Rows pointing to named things
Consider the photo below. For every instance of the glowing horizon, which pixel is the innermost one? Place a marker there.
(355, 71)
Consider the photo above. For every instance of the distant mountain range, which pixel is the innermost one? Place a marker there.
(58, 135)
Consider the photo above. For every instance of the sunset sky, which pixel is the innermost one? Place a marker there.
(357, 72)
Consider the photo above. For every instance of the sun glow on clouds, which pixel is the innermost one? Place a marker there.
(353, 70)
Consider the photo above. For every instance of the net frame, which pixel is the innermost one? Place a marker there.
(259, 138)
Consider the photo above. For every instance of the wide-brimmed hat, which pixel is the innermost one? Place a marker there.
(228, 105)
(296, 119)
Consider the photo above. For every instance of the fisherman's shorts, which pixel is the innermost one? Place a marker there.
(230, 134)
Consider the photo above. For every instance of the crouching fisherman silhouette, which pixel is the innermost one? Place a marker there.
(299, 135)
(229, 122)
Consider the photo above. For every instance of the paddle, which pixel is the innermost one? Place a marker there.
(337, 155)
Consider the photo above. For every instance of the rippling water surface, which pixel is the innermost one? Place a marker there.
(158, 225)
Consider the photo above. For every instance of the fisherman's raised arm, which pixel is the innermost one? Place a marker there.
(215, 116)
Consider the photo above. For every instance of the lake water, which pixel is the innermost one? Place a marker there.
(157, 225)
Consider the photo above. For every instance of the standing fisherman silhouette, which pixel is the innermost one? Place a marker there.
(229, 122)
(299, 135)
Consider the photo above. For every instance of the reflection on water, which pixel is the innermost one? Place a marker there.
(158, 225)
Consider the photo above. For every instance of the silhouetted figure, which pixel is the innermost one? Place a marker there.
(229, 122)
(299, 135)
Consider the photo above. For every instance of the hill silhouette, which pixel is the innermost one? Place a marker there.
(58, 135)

▸ WHAT YOU HAVE TO DO
Put every line of the rows above into a Markdown table with the columns "Line No." and "Line Text," numbering the lines in order and skipping any blank ones.

▸ SOLUTION TO THE PROBLEM
| Line No. | Line Text |
|---|---|
| 1 | Consider the photo below. For every instance of the glowing horizon, which pixel is the innermost one? Place a marker there. |
| 2 | (355, 71) |
| 3 | Consider the photo above. For every instance of the distant mountain range, which pixel is the innermost one? Place a marker there. |
| 4 | (58, 135) |
| 5 | Consider the photo above. For every instance of the sunset sky, which pixel is the innermost one? Place a marker there. |
| 6 | (357, 72) |
| 7 | Consider the photo above. For every instance of the sun glow on clouds, which pixel is the innermost one? Place a marker there. |
| 8 | (353, 70) |
| 9 | Consider the photo above. For every instance of the net frame, which pixel is the innermost one? Place a marker there. |
| 10 | (259, 138) |
| 11 | Consider the photo above. For every instance of the wide-brimmed hat, which pixel is the innermost one? Place a marker there. |
| 12 | (228, 105) |
| 13 | (296, 119) |
| 14 | Consider the photo above. For every instance of the fisherman's shorts, which pixel is the innermost one? Place a marker there. |
| 15 | (230, 134) |
| 16 | Consider the photo above. For every instance of the crouching fisherman silhouette, which pixel is the innermost one? Place a marker there. |
| 17 | (299, 135) |
| 18 | (229, 122) |
| 19 | Consider the photo above. For every instance of the paddle, which pixel is the innermost one? Place a marker there. |
| 20 | (337, 155) |
| 21 | Consider the photo above. For every instance of the rippling water surface, which pixel is the innermost one? Place a marker there. |
| 22 | (158, 225) |
| 23 | Consider the photo above. For every instance of the fisherman's raised arm, which pixel is the innermost one? Place a marker there. |
| 24 | (215, 116) |
| 25 | Consider the photo above. For every instance of the lake water, which pixel is the innermost one? Place a marker there. |
| 26 | (157, 225) |
| 27 | Consider the photo above. For every instance of the standing fisherman silhouette, which pixel is the innermost one? Place a marker there. |
| 28 | (229, 122) |
| 29 | (299, 135) |
| 30 | Consider the photo above. For every instance of the reflection on water, which pixel is the innermost one? Place a marker there. |
| 31 | (158, 225) |
| 32 | Consider the photo above. For every instance of the silhouetted figure, which pixel is the innermost one? Place a marker there. |
| 33 | (229, 122) |
| 34 | (299, 135) |
| 35 | Consider the photo above. For every instance of the hill silhouette, which pixel is the innermost one? Place a marker there. |
| 36 | (58, 135) |